[ARTIKEL]
----------

Er sollte vor eine so genannte Militärkommission mit Ausschusscharakter gestellt werden. Diese sollte aus Angehörigen der US-Streitkräfte bestehen und auf Grund der Military Commission Order No. 1[4] errichtet werden. Ihre Entscheidung sollte allenfalls durch den Präsidenten überprüft werden und der ordentlichen Gerichtsbarkeit entzogen sein.
Hamdan beantragte Haftprüfung[5] vor dem für den Sitz der Bundesregierung zuständigen Bezirksgericht in Washington DC[6] und brachte vor, er werde ohne ordnungsgemäßes Verfahren und ohne Anklage festgehalten und letztlich seinem gesetzlichen Richter entzogen. Das Gericht gab seinem Haftprüfungsantrag statt. Jedoch legte die Regierung beim Appellationsgericht[7] einen Rechtsbehelf gegen die stattgebende Entscheidung ein. Dieses Gericht hob die angefochtene Entscheidung sodann auf. Ihm gehörte als Beisitzer Richter Roberts an, der seit September 2005 am Obersten Gericht berufen ist und sich daher im letzten Verfahren für befangen erklärte. Mit seiner weiteren Appellation an das Oberste Gericht verfolgt Hamdan sein Haftprüfungsbegehren weiter.

----------

[BEREITGESTELLTE DATEN]
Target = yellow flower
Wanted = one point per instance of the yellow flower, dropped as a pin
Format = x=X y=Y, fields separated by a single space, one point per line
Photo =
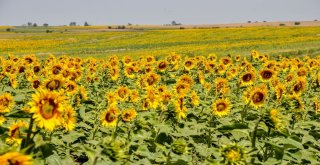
x=129 y=72
x=123 y=93
x=2 y=120
x=299 y=86
x=256 y=96
x=110 y=117
x=6 y=103
x=189 y=64
x=221 y=107
x=71 y=87
x=69 y=121
x=180 y=109
x=267 y=74
x=47 y=107
x=54 y=83
x=151 y=79
x=162 y=65
x=114 y=73
x=15 y=158
x=15 y=137
x=248 y=78
x=134 y=96
x=194 y=99
x=128 y=115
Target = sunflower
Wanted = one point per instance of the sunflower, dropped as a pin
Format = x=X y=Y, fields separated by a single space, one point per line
x=2 y=119
x=189 y=64
x=221 y=107
x=152 y=98
x=280 y=91
x=201 y=77
x=290 y=77
x=69 y=121
x=36 y=83
x=194 y=99
x=254 y=54
x=166 y=97
x=129 y=71
x=15 y=158
x=299 y=86
x=248 y=78
x=71 y=87
x=210 y=66
x=296 y=102
x=162 y=65
x=181 y=88
x=212 y=57
x=226 y=61
x=302 y=72
x=151 y=79
x=54 y=83
x=186 y=79
x=6 y=103
x=233 y=155
x=180 y=109
x=56 y=69
x=273 y=119
x=123 y=93
x=114 y=73
x=128 y=115
x=47 y=107
x=222 y=85
x=15 y=137
x=256 y=96
x=127 y=60
x=110 y=117
x=238 y=58
x=267 y=75
x=134 y=96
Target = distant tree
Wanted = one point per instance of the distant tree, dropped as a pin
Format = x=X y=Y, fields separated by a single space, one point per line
x=73 y=24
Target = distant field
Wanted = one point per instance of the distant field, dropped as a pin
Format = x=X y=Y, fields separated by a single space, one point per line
x=99 y=41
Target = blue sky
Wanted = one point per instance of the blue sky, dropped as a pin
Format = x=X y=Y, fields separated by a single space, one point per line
x=103 y=12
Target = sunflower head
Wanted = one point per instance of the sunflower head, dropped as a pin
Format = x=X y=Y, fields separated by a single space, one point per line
x=128 y=115
x=162 y=65
x=233 y=154
x=248 y=78
x=266 y=75
x=6 y=103
x=221 y=107
x=47 y=107
x=110 y=117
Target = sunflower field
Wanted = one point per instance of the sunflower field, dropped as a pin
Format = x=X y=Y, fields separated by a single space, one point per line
x=173 y=109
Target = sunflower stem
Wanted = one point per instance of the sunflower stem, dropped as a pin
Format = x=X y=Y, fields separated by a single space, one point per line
x=29 y=131
x=254 y=133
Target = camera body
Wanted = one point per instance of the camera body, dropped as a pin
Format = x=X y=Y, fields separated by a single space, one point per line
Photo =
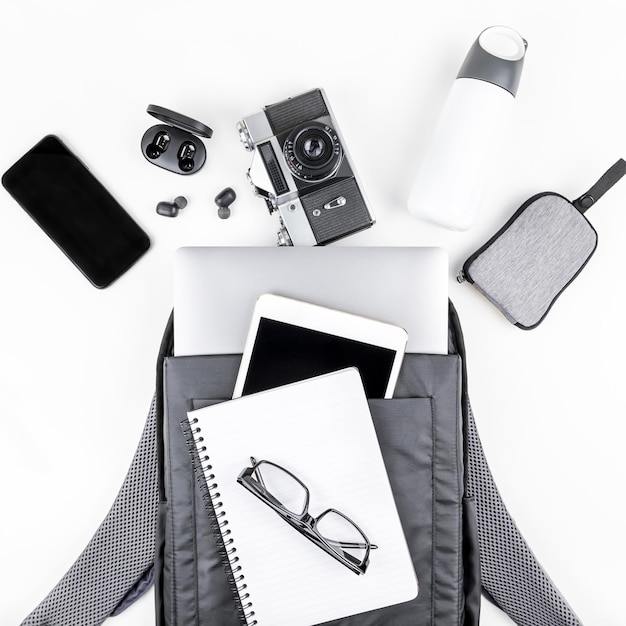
x=301 y=168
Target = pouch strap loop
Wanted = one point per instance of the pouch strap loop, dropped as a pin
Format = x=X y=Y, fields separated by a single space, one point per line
x=606 y=181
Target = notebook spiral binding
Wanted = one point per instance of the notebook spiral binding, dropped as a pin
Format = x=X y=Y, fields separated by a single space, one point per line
x=217 y=514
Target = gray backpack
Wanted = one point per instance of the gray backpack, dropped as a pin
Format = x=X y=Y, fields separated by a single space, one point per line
x=462 y=540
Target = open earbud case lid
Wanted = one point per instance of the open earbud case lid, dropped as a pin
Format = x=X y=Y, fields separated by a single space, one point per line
x=180 y=121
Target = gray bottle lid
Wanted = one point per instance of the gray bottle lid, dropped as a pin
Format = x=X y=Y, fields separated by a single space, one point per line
x=497 y=56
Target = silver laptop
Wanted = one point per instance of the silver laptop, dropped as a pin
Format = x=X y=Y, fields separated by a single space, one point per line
x=215 y=289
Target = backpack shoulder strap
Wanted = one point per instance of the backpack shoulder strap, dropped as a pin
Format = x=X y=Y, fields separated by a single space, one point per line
x=510 y=574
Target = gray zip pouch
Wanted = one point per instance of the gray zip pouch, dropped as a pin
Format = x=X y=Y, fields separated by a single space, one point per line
x=530 y=261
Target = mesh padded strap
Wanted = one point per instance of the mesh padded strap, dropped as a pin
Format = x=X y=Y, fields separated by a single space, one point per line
x=510 y=573
x=116 y=566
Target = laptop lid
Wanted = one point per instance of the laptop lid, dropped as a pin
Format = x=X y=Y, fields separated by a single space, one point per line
x=215 y=290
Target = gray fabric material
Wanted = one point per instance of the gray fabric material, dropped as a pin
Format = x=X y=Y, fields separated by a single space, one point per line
x=420 y=436
x=119 y=557
x=510 y=573
x=525 y=269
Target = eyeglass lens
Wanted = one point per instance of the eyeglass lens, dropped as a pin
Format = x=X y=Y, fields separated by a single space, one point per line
x=282 y=486
x=342 y=536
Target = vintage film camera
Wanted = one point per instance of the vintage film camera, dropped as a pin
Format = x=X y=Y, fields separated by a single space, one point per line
x=301 y=168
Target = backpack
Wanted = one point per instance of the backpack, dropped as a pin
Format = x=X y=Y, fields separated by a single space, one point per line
x=462 y=540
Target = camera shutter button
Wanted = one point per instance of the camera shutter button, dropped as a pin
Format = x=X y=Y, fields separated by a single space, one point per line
x=336 y=203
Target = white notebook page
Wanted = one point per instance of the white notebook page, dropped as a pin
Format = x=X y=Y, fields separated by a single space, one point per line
x=320 y=430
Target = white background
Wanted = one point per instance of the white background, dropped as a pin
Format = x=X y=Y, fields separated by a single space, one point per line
x=77 y=366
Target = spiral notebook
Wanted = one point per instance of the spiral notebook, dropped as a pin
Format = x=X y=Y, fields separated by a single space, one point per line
x=321 y=430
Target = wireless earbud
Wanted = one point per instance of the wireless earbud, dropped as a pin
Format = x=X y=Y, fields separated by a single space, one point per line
x=158 y=146
x=185 y=156
x=223 y=200
x=171 y=209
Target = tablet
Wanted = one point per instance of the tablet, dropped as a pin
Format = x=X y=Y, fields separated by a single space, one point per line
x=291 y=340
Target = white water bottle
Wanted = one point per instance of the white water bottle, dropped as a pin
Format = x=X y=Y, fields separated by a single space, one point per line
x=449 y=186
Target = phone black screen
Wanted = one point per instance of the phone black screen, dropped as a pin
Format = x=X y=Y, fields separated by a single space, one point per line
x=284 y=353
x=76 y=211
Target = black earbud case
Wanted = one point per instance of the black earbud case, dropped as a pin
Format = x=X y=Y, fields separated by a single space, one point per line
x=175 y=145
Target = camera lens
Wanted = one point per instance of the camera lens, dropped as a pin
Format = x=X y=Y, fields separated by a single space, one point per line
x=313 y=148
x=313 y=152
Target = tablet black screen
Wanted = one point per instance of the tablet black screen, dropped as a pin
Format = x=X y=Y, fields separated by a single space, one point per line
x=284 y=353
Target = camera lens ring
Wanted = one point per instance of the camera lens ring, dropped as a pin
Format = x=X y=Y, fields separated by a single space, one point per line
x=313 y=152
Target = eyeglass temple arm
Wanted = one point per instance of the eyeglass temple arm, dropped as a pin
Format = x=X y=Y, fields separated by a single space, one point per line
x=350 y=544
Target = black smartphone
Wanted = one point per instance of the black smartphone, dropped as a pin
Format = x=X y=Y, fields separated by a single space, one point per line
x=75 y=210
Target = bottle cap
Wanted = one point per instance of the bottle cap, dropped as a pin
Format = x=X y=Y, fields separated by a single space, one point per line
x=497 y=57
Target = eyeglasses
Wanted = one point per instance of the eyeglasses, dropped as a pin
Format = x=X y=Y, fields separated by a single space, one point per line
x=287 y=495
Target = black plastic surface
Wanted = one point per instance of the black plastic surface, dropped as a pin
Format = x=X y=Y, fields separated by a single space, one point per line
x=76 y=211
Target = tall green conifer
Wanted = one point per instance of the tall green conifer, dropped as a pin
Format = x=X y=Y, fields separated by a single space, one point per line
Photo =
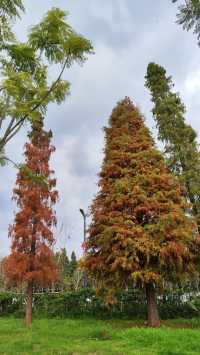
x=140 y=233
x=179 y=138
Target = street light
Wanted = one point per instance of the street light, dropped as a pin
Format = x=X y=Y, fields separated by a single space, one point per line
x=85 y=215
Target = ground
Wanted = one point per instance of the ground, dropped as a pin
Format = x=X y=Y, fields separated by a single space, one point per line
x=73 y=337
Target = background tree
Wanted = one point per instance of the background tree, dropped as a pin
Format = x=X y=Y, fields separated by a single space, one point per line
x=26 y=88
x=9 y=10
x=140 y=232
x=31 y=261
x=179 y=138
x=189 y=16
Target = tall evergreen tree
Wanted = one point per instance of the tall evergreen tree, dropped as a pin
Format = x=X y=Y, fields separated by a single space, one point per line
x=189 y=16
x=32 y=261
x=179 y=138
x=140 y=232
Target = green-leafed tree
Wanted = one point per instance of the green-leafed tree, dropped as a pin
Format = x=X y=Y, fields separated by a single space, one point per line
x=188 y=16
x=179 y=138
x=140 y=231
x=26 y=85
x=9 y=10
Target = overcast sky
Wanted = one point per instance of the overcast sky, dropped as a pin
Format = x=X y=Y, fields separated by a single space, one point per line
x=126 y=36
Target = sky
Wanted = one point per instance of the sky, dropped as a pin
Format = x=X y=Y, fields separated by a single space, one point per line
x=126 y=36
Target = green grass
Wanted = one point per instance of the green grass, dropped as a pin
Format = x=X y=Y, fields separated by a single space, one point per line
x=99 y=337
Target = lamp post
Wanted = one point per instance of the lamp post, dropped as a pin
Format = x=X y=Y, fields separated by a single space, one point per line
x=85 y=215
x=84 y=222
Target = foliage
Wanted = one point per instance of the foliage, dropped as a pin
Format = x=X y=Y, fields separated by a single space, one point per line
x=179 y=138
x=31 y=258
x=26 y=86
x=9 y=10
x=189 y=16
x=131 y=304
x=140 y=232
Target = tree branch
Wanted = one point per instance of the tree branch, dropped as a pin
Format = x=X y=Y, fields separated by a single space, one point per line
x=19 y=123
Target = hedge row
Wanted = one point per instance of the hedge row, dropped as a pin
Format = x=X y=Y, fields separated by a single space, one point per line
x=84 y=303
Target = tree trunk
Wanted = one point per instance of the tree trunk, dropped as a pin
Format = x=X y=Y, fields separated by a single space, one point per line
x=152 y=309
x=29 y=304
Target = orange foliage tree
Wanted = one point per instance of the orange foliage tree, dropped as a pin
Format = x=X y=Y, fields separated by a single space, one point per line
x=141 y=232
x=31 y=260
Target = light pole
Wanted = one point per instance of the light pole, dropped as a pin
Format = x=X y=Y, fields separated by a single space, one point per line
x=84 y=222
x=85 y=215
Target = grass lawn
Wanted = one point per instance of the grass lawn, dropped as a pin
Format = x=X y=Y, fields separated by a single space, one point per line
x=53 y=336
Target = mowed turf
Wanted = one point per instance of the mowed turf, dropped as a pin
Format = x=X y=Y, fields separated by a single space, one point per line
x=52 y=336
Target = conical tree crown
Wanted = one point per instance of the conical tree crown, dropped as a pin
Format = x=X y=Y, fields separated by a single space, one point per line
x=140 y=230
x=179 y=138
x=31 y=258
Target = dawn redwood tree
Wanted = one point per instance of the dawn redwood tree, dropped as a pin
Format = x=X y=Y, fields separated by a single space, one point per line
x=31 y=72
x=140 y=231
x=188 y=16
x=32 y=261
x=179 y=138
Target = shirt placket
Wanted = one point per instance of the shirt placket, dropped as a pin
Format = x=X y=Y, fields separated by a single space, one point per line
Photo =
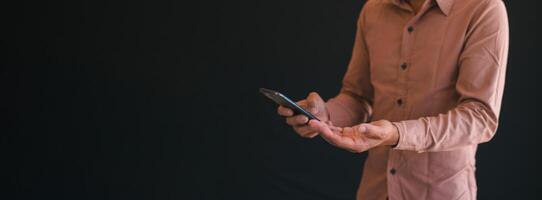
x=404 y=66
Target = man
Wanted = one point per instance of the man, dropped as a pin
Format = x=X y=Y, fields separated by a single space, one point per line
x=422 y=90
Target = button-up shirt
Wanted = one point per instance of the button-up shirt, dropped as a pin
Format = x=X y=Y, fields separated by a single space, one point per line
x=438 y=75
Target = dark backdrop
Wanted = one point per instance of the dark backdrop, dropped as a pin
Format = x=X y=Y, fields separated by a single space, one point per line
x=159 y=100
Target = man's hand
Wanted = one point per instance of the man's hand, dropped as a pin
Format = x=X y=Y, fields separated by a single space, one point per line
x=313 y=104
x=359 y=138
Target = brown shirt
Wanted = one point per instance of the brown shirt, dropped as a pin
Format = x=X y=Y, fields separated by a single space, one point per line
x=438 y=75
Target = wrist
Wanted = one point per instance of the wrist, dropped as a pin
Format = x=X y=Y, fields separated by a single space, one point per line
x=393 y=138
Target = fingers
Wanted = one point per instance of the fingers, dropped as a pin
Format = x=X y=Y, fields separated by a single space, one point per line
x=307 y=105
x=312 y=101
x=370 y=131
x=285 y=112
x=297 y=120
x=306 y=131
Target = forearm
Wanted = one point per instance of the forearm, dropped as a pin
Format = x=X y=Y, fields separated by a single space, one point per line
x=468 y=124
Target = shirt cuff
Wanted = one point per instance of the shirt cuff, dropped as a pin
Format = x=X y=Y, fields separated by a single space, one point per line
x=411 y=135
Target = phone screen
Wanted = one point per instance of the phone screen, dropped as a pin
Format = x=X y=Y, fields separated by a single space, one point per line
x=282 y=100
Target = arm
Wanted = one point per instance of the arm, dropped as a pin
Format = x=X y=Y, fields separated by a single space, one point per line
x=353 y=104
x=480 y=84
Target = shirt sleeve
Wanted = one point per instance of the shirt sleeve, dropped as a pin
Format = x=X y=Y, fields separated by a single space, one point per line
x=353 y=104
x=480 y=84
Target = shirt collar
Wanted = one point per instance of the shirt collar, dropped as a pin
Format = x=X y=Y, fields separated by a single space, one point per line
x=444 y=5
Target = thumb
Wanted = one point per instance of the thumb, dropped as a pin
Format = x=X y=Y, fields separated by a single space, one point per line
x=370 y=130
x=312 y=101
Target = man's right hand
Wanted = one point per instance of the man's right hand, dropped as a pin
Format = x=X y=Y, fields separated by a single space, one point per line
x=313 y=104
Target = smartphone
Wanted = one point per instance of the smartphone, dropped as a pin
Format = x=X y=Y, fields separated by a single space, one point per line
x=282 y=100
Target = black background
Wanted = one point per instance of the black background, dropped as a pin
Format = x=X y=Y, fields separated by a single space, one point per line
x=159 y=100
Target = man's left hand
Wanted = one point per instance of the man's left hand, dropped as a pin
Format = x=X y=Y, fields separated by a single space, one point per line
x=358 y=138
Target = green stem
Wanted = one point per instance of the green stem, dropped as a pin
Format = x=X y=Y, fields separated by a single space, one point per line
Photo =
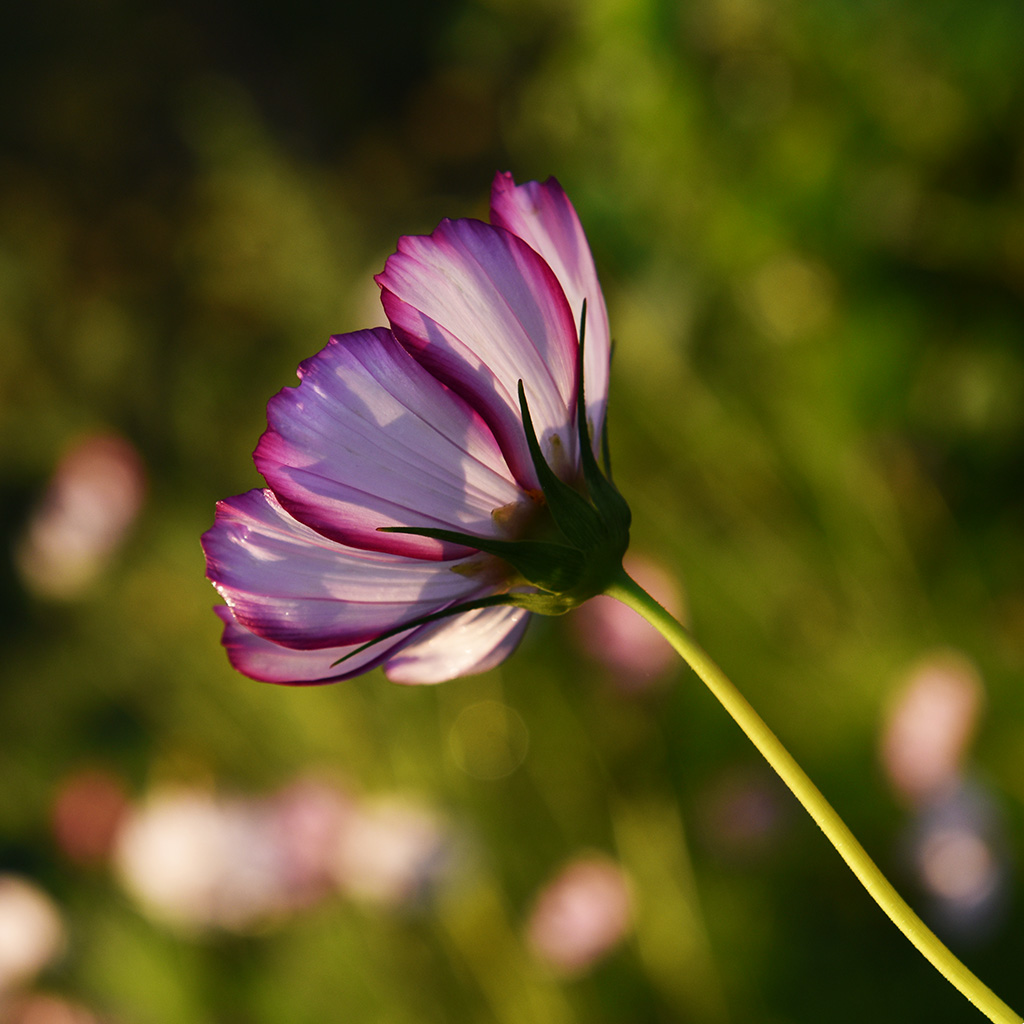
x=625 y=590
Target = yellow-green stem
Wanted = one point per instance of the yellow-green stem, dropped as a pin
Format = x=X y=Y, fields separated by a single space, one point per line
x=625 y=590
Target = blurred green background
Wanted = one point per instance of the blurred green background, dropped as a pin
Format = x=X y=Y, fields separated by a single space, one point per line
x=809 y=222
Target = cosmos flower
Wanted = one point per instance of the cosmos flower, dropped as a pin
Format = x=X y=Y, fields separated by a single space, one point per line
x=431 y=484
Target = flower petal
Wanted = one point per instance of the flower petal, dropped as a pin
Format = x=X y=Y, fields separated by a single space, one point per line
x=542 y=215
x=481 y=310
x=270 y=663
x=463 y=645
x=370 y=439
x=292 y=586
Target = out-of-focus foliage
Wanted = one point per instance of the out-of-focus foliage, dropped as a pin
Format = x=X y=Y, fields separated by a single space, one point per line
x=809 y=219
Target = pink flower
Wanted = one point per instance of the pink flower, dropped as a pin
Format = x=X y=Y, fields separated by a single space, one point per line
x=408 y=515
x=582 y=914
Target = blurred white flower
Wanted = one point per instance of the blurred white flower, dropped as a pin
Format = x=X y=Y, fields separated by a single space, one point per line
x=391 y=851
x=39 y=1009
x=958 y=853
x=929 y=725
x=581 y=915
x=93 y=498
x=31 y=931
x=196 y=861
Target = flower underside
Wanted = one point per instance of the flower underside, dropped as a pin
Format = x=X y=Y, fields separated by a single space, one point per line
x=431 y=483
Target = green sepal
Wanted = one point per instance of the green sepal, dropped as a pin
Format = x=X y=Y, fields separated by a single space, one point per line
x=573 y=515
x=614 y=512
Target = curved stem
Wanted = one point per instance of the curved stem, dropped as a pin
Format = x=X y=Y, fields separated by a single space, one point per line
x=625 y=590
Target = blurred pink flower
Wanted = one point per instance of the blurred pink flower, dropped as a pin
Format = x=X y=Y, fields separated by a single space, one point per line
x=96 y=492
x=929 y=725
x=196 y=861
x=633 y=651
x=419 y=427
x=86 y=813
x=581 y=915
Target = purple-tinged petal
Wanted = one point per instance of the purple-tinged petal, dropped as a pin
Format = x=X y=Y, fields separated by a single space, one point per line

----------

[ÜBUNGSAUFGABEN]
a) Zitieren Sie aus dem Artikel über das Verfahren gegen Hamdan den Abschnitt von „Er sollte vor“ bis einschließlich „Gerichtsbarkeit entzogen sein.“.
b) Führen Sie den Text über Hamdans Haftprüfungsverfahren im Anschluss an seinen letzten Satz weiter.

[LÖSUNGEN]
a)
Er sollte vor eine so genannte Militärkommission mit Ausschusscharakter gestellt werden. Diese sollte aus Angehörigen der US-Streitkräfte bestehen und auf Grund der Military Commission Order No. 1[4] errichtet werden. Ihre Entscheidung sollte allenfalls durch den Präsidenten überprüft werden und der ordentlichen Gerichtsbarkeit entzogen sein.

b)
Die Entscheidung
Das Oberste Gericht erklärte Militärkommissionen, die Fälle von Gefangenen auf dem Marinestützpunkt Guantanamo verhandeln sollten, als Ersatz für reguläre Gerichte für unzulässig. Der Entscheidung liegen formelle und materielle Aussagen zu Grunde:
Formelle Aussagen
- Es kann im Ergebnis offenbleiben, ob der Präsident die verfassungsmäßige Befugnis besitzt, Militärkommissionen zu errichten. Selbst wenn er sie hätte, müssten diese dem Kriegsrecht entsprechen, wie es der Kongress in Art. 15 UCMJ[8] gesetzlich festgelegt hat, oder er müsste gesondert durch Gesetz ermächtigt sein.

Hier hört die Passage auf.